| Material shown |
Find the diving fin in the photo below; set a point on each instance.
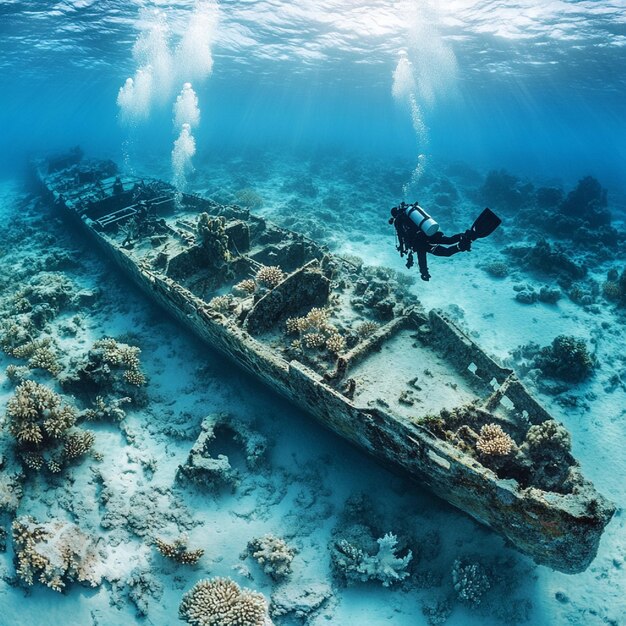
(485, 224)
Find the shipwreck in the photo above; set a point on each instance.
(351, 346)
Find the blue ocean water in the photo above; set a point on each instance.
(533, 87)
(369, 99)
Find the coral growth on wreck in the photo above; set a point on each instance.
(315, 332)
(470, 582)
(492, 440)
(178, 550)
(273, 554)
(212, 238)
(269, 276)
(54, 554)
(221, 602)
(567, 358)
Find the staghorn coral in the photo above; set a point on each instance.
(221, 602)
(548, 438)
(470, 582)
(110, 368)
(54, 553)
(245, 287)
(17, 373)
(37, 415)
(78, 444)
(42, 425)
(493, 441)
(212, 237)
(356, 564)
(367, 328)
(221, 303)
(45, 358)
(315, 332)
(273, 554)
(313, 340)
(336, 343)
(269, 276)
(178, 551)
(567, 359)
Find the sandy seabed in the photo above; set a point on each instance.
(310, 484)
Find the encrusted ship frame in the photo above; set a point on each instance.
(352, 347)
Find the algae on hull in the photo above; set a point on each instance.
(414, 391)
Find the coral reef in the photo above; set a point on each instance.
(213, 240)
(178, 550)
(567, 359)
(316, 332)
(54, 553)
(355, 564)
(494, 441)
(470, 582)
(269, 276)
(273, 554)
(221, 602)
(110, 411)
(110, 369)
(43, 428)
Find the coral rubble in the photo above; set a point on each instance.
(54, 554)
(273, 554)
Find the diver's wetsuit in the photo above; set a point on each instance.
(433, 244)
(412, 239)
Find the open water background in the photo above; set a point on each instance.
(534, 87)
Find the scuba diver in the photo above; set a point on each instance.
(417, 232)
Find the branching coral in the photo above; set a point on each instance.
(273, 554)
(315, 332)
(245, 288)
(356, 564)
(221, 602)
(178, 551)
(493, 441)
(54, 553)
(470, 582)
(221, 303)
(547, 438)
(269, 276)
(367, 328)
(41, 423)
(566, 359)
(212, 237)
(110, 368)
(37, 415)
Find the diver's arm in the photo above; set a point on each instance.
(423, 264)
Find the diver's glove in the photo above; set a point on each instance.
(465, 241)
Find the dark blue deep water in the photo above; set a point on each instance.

| Required task |
Leave out the pictures and reproduce the rest of the listing exactly.

| Solution to the problem |
Find the diving fin in the photo below; set a point on each instance.
(485, 224)
Find the shipwreck in the photo above; set a point on each instance.
(351, 346)
Find the blue ocean water in the photo above; set a point on each instance.
(533, 87)
(369, 99)
Find the coral growth on wreck in the photo above; set a point on each instance.
(315, 332)
(470, 582)
(492, 440)
(178, 550)
(273, 554)
(212, 238)
(269, 276)
(54, 554)
(221, 602)
(567, 358)
Find the staghorn coral in the photo above; set a point on each instance.
(221, 602)
(548, 438)
(470, 582)
(110, 368)
(54, 553)
(245, 287)
(17, 373)
(37, 415)
(78, 444)
(42, 425)
(493, 441)
(212, 237)
(356, 564)
(367, 328)
(221, 303)
(45, 358)
(315, 332)
(273, 554)
(313, 340)
(336, 343)
(269, 276)
(178, 551)
(567, 359)
Find the sandy seabed in the photo above; set a point on each instance.
(310, 484)
Find the encrusted ship frame in the photo above; set a point on each instance.
(352, 347)
Find the algae on hull in the photo above; set a point on each instance.
(414, 391)
Find the coral reef in the photo above; set a point on each instance.
(213, 240)
(178, 550)
(567, 359)
(316, 332)
(54, 553)
(355, 564)
(494, 441)
(470, 582)
(269, 276)
(273, 554)
(221, 602)
(110, 411)
(110, 369)
(43, 428)
Find the coral rubble in the photo above; set a point on each instance.
(54, 554)
(273, 554)
Find the diver's wetsuit in the photo above; set a point on each instance.
(433, 244)
(412, 239)
Find the open water background in the photo above; set a point on each instance.
(534, 87)
Find the scuba diver in the photo above; set a point on each instance.
(417, 232)
Find the branching coral in the photo above; set a point on each instance.
(273, 554)
(315, 332)
(245, 288)
(356, 564)
(221, 602)
(178, 551)
(493, 441)
(54, 553)
(470, 582)
(221, 303)
(547, 438)
(269, 276)
(367, 328)
(41, 423)
(566, 359)
(212, 237)
(110, 368)
(37, 415)
Find the diver's arm in the photo above; set a point on each instance.
(423, 264)
Find the diver's glove in the photo above; set a point on each instance.
(465, 241)
Find the dark blue deep water in the photo above; set a point on each instance.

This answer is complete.